▶ About this task: Take the line containing "Query: narrow elongated leaf" as the first and the last line of the records below as the end, and please set down only what lies between them exactly, both ends included.

===== Source data =====

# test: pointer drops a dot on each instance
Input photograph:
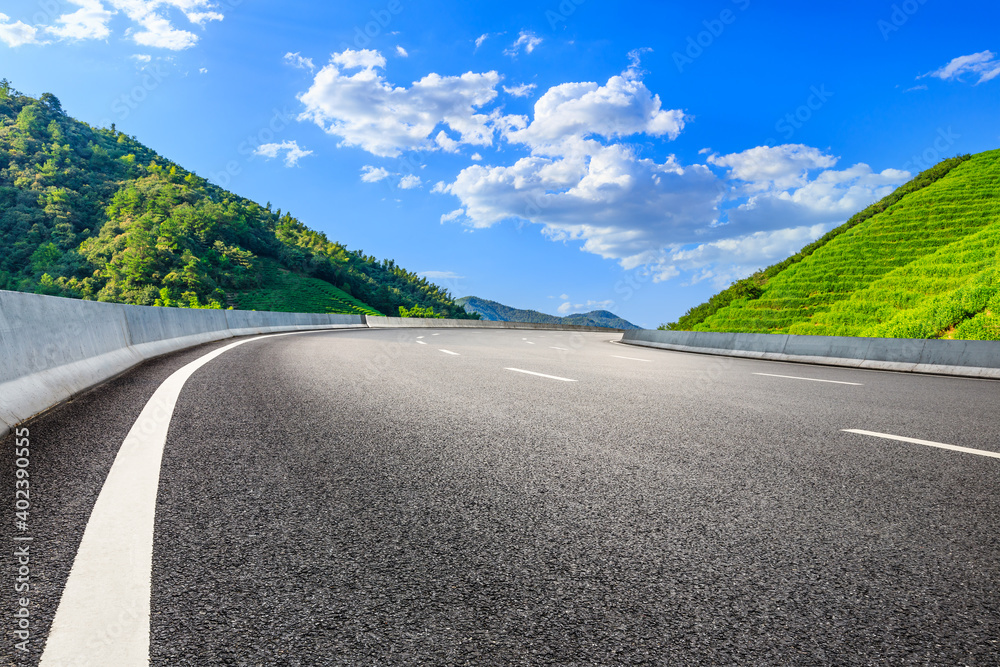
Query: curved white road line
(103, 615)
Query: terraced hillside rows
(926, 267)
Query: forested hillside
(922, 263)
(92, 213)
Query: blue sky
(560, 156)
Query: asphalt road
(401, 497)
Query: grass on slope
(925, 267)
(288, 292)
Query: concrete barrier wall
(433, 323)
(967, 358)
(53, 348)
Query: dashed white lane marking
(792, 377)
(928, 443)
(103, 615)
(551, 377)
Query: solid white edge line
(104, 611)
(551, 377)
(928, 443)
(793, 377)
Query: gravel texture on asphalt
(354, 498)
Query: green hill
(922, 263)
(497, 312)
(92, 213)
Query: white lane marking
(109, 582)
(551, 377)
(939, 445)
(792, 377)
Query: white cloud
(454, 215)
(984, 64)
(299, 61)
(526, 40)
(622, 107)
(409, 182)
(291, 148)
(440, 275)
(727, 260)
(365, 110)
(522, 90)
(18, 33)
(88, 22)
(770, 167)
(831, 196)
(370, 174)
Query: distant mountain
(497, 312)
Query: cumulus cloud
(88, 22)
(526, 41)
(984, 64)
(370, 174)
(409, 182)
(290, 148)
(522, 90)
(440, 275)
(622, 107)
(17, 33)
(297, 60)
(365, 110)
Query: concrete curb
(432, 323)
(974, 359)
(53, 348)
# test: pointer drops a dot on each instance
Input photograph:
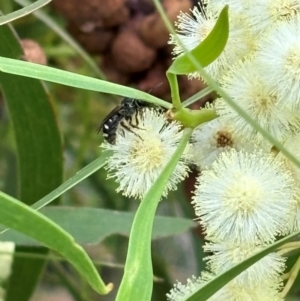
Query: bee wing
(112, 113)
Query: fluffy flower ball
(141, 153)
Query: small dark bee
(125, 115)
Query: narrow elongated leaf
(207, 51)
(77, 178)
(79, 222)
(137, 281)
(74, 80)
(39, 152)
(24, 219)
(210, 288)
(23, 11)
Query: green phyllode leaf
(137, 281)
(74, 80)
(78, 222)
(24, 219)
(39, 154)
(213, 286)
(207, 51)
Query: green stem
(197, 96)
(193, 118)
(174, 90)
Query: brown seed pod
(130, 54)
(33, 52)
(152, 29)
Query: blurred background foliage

=====

▶ Answer for the task:
Query: narrow elongated leaf
(207, 51)
(77, 178)
(79, 222)
(137, 281)
(74, 80)
(39, 152)
(24, 219)
(210, 288)
(23, 11)
Query: green phyllode leaf
(137, 281)
(74, 80)
(78, 222)
(24, 219)
(39, 154)
(213, 286)
(207, 51)
Query: green stem
(197, 96)
(193, 118)
(174, 90)
Query: brown seed pod
(130, 54)
(33, 52)
(152, 29)
Query: blurred background foliage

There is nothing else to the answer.